:: EXTRAIT FOURNI ::

Un peu à l’image de la Biennale 5 de Thessaloniki, dirigée par Katerina Gregos, qui semble avoir motivé les deux amis à s’immiscer plus encore à l’international, «Retardée d’un mois, débutant fin juin, en pleine crise du «Grexit ?», cette Biennale a failli être annulée en raison du gel temporaire des budgets. Mais nous nous tenions prêts».

Peu après, suivant leur succès lattant, le duo s’envole pour Paris. Du 15 septembre au 31 octobre dernier, ils y soutiennent Cosmographia (Île de Gorée), une pièce présentée durant l’exposition L’ordre des Lucioles, en relation avec le 17ème prix de la Fondation d’entreprise Ricard à Paris. «Être finalistes de ce pribbbx prestigieux et le fait que Cosmographia (Ile de Gorée) soit montrée dans ce contexte est une énorme fierté». Choisie par le commissaire Marc-Olivier Wahler, cette pièce leur permet d’accéder à un autre palier et de faire des rencontres auxquelles ils n’avaient pas accès avant l’exposition, «Cosmographia initie une série dédiée à l’imaginaire contradictoire de l’île comme lieu de mise à l’écart». Lieu de désolation coupé des hommes, l’île est à l’origine un territoire prison ou décharge, «L’île de Gorée est le symbole de la marchandisation et de l’emprisonnement de l’homme par l’homme, elle abrite la Maison des Esclaves». Pendant plus de 6 jours, centimètre par centimètre, ils ont décalqué à échelle 1:1 les 2,4 km du contour de l’île sénégalaise, «Mise sous enveloppe et envoyée à Bruxelles à la Galerie Baronian, nous avons remis sous scellé cette somme de 3066 fragments géographiques dans une étagère en inox».

:::
:: DONNÉES D'ENTRÉE ::

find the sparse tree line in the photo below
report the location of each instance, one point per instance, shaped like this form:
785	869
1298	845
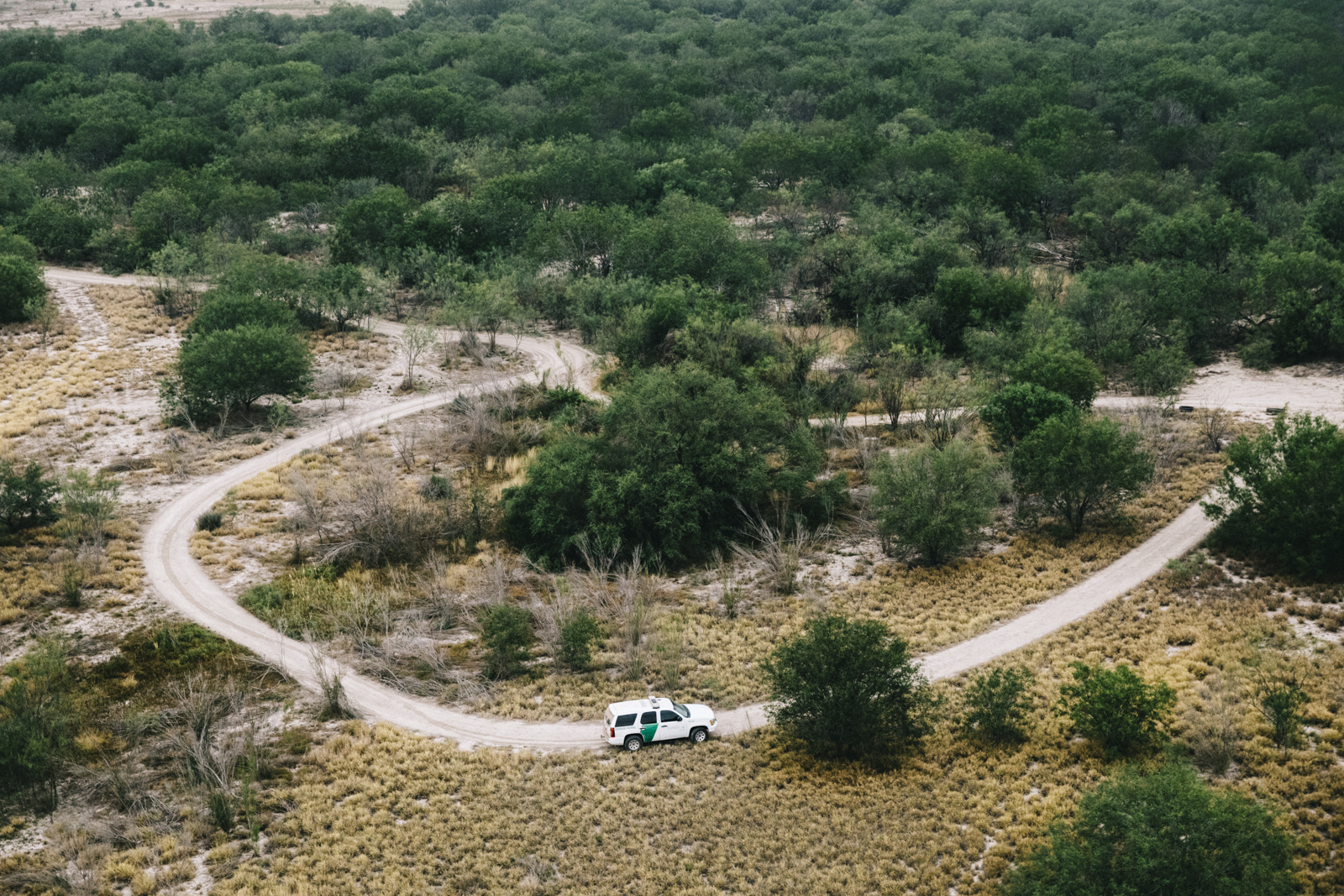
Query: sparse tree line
1184	176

:::

### [EXERCICES]
A) Répondez à ces questions à partir de l'extrait fourni :
(i) Qui dirigeait la Biennale 5 de Thessaloniki ?
(ii) Quel commissaire a choisi la pièce Cosmographia (Île de Gorée) ?
(iii) Combien de fragments géographiques le duo a-t-il remis sous scellé dans une étagère en inox ?
B) Recopiez tel quel chaque ligne des enregistrements ci-dessus, sans reprendre les images.

### [CORRIGÉS]
A)
(i) Katerina Gregos.
(ii) Marc-Olivier Wahler.
(iii) 3066 fragments.

B)
find the sparse tree line in the photo below
report the location of each instance, one point per instance, shaped like this form:
785	869
1298	845
Query: sparse tree line
1184	176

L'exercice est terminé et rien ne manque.